• _Tugas Anda_
A – Jawablah pertanyaan berikut berdasarkan kutipan teks di bawah, masing-masing pada baris tersendiri:
(i) Apa dua sebutan bagi para pendukung yang disebut dalam teks?
(ii) Isu hoaks yang bersifat apa yang membuat masyarakat cepat tersulut amarahnya?
(iii) Apa yang masih dipelihara para elit untuk memproduksi isu-isu hoaks?
B – Tolong tentukan apakah setiap pernyataan berikut sesuai dengan kutipan teks di bawah. Jawab ya atau tidak, lalu kutip kata-kata teks yang menjadi penentunya.
(i) Hoaks disebut sebagai sumber malapetaka bagi semua orang.
(ii) Hanya para pendukung pasangan calon yang patut disalahkan atas politik hoaks.
(iii) Mensosialisasikan bahaya hoaks sudah cukup untuk memberhentikan politik hoaks.

• _Kutipan Teks_

==============================

Hal ini sangat memprihatikan bila persoalan terus berlanjut. Para elit harus punya kesadaran bersama untuk memberhentikan politik hoaks menuju politik kebangsaan yang berkualitas. Hal ini harus dilakukan pendukung para pihak, baik itu cebong atau kampret, karena menjaga bangsa kita adalah tugas anak bangsa. keduanya pendukung harus sama-sama bisa menahan untuk tidak menyebarkan politik hoaks, jika itu bisa dilakukan negeri ini tidak akan gaduh.
Bagaimanapun, hoaks adalah sumber malapetaka bagi kita semua. Ditambah lagi masyarakat kita yang hari ini cepat tersulut amarahnya, khususnya diterpa oleh isu hoaks yang bersifat agama. Jika ini dibiarkan bukan dengan tidak mungkin perpecahan antar masyarakat menjadi disparitas semakin lebar. Salah satu penyebabnya, mungkin kita apatis dan membiarkan politik hoaks merajalela.
Tak elok juga misalnya kita hanya menyalahkan kedua para pendukung pasangan calon, karena para elit juga terlibat dalam keputusan ini. Artinya untuk memberhentikan politik hoaks ini, tidak cukup kita mensosialisasikan hoaks menyebabkan malapetaka, hoaks merusak kebangsaan, jika para elit juga masih memelihara buzzer untuk memproduksi isu-isu hoaks. Untuk itu, mari bersama menyepakati bahwa problem hoaks adalah masalah kita bersama, dan harus diberhentikan bersama demi membagun Inodenesia lebih baik.

==============================

• _Cuplikan Daftar_
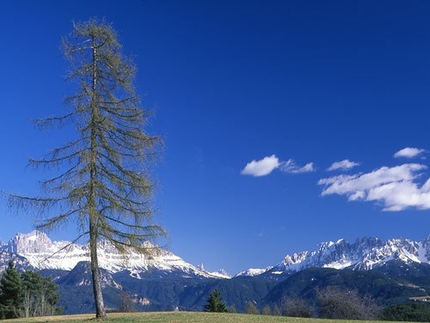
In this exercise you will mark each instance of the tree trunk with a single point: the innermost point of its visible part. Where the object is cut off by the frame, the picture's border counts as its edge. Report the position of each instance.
(95, 273)
(92, 209)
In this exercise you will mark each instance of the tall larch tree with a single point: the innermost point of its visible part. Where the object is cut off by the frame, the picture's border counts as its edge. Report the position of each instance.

==============================

• _Jawaban yang Diberikan_
A –
(i) Cebong dan kampret.
(ii) Isu hoaks yang bersifat agama.
(iii) Buzzer.

B –
(i) Ya: "hoaks adalah sumber malapetaka bagi kita semua"
(ii) Tidak: "Tak elok juga misalnya kita hanya menyalahkan kedua para pendukung pasangan calon, karena para elit juga terlibat dalam keputusan ini."
(iii) Tidak: "tidak cukup kita mensosialisasikan hoaks menyebabkan malapetaka"